What you are asked to do -> All lines from the one with "Drop a marker on the statue's" through the final line below are to be reproduced exactly; omit the others.

Natural-language object grounding data ->

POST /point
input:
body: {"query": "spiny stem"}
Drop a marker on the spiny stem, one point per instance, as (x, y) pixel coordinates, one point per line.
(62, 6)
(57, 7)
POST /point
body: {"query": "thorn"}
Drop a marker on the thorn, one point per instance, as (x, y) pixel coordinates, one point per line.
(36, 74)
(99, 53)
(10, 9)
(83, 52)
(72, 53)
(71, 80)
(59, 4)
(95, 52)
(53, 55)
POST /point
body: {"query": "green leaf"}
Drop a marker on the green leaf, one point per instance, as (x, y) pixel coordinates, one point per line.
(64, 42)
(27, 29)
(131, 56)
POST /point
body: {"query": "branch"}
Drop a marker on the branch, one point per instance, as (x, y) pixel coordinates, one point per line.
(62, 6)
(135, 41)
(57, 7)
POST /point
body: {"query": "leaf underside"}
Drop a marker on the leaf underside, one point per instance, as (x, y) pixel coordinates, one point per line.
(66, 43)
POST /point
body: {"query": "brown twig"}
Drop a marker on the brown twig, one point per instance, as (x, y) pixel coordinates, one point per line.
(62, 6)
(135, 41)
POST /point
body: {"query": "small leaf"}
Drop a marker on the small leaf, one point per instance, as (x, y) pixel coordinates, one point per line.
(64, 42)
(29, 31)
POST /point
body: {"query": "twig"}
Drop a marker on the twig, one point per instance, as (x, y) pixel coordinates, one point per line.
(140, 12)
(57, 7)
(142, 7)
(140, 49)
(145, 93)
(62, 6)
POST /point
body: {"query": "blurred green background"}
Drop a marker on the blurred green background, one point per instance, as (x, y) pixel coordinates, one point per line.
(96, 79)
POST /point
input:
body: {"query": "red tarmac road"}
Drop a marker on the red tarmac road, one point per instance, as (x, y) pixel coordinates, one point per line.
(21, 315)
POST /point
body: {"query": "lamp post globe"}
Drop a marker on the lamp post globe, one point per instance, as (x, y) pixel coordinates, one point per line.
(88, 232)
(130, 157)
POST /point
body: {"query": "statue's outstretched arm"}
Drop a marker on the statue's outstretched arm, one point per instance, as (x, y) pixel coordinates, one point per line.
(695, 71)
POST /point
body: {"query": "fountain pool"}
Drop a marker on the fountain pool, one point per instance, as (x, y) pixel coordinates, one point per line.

Exercise answer ->
Drop a marker on the statue's outstretched arm, one point per instance, as (x, y) pixel coordinates, one point per line.
(695, 71)
POST /point
body: {"query": "fountain pool"}
Drop a marker on the fountain pool, one point per instance, as (x, y) pixel coordinates, one point per line.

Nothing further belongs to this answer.